- REQUIRED TASKS
- 1) Print the essay on plastic bubbles and snow globes word for word, from "Saturday, July 7, 2012" to "were cleaning house.".
- 2) Carry on the essay on plastic bubbles and snow globes, picking up right after its final sentence.

Saturday, July 7, 2012

Snow Globes & Plastic Bubbles: Why I Write

     Do you remember those red vending machines that used to be at the front of every grocery store, drug store, and restaurant?  The ones brimming full of those plastic bubble encapsulated treasures we used to covet as kids?  In went our hoarded pennies, nickels, and dimes, and out popped a handful of kaleidoscopic sugar or some prize we would carry around with us for a day until it was broken or lost in the haste of running off on a new adventure.  The plastic bubbles were dropped, accidentally stepped on, or tossed in the trash by our mothers when they were cleaning house.

     Our lives are full of plastic bubble moments that fade quickly or get left behind in the chaos of running forward.  While we speed forward through one season of life into another, tackling school, jobs, marriage, and family, we travel across a land strewn with plastic bubbles.  In plastic bubble land, moments, people, and words get tossed out, casually overused, and cheapened.  So why do we write at all or bother with putting our two-cents into the massive ever growing word machine in e-space?  Possibly we are still holding onto more than plastic bubbles with child-like hope and praying that every once in a blue moon some breath taking beauty will take shape and pop out instead.  Something more like a snow globe.

(Items stored from a collection)
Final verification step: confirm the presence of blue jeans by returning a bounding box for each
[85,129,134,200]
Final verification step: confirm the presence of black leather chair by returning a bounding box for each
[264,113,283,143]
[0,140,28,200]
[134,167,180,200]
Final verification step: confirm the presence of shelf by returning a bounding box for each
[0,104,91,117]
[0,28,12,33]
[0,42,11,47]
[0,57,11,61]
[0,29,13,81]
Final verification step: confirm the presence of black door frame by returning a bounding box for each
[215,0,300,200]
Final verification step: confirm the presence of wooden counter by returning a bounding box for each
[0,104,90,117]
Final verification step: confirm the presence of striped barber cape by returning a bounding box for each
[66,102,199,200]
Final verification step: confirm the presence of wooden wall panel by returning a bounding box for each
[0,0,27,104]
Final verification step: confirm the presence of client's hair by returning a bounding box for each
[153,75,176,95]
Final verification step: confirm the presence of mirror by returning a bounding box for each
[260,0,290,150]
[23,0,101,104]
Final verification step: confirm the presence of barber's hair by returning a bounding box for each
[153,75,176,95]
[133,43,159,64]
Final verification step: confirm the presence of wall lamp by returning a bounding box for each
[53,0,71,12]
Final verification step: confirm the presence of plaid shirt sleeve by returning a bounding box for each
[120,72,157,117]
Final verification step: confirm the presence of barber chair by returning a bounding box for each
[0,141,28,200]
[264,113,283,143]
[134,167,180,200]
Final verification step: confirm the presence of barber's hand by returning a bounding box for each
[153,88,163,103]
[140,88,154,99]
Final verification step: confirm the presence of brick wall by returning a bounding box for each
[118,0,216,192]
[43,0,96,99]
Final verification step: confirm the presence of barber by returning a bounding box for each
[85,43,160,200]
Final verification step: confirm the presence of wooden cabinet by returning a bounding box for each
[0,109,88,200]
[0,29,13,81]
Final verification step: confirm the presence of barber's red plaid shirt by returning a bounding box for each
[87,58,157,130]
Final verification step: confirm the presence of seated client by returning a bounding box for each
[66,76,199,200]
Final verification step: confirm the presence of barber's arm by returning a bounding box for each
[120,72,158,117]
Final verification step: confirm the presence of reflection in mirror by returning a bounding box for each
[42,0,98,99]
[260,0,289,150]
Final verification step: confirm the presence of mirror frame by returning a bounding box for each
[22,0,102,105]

- RESULTS
- 1)
Saturday, July 7, 2012

Snow Globes & Plastic Bubbles: Why I Write

     Do you remember those red vending machines that used to be at the front of every grocery store, drug store, and restaurant?  The ones brimming full of those plastic bubble encapsulated treasures we used to covet as kids?  In went our hoarded pennies, nickels, and dimes, and out popped a handful of kaleidoscopic sugar or some prize we would carry around with us for a day until it was broken or lost in the haste of running off on a new adventure.  The plastic bubbles were dropped, accidentally stepped on, or tossed in the trash by our mothers when they were cleaning house.

- 2)
     You see, our lives also contain definitive sparkly moments we cherish just like one of those snow globes our mothers would pull out of boxes before Christmas and then place upon a shelf or windowsill where it could be kept safely away from inquisitive chubby hands.  My mother had one she kept in her bedroom.  I relished the feel of stealing away from chaos and chores into the forbidden territory on tip-toe so I could sit on her tidy bed in the tranquil coolness, twist the knob underneath, and listen to a dreamy tune while I breathlessly watched sparkly bits float and drift around the scene illuminated by the starry, stranded lights outside her snowy window.  It not only gave me a moment to breathe, but the time also connected me with my hopes and dreams for the future with the eyes of a child.  We all have moments in time, people, and places we cherish in our hearts like this.  Every now and again we need to unpack our memories, brush the dust off, and shake them around so we can keep in touch with ourselves and listen to the tune of an older season gone by.

Where do I begin?
     However, as we mature, we realize we will have to navigate and negotiate through a vast ocean of memories and moments.  Precious time slips through our hands like sand slipping through an hourglass and sometimes we find it necessary to choose what we will hold onto and what we will let go of as we are swept forward.  Knowledge comes at us in short bursts and long painful climbs.  Along the way our collection multiplies, tucked away for safe keeping in the hallowed halls of our hearts and memorial chambers of our mind.   We will more than likely come across places in time that we discover we must pause and clean house to make room for growth and lighten our load.  A daunting task, we can struggle with knowing where to begin sorting through it all.  Somewhere in the middle of our messes God patiently shows us what to let go of and what to hold onto.  We eventually learn to see the difference between cheap plastic bubbles and cherished snow globes.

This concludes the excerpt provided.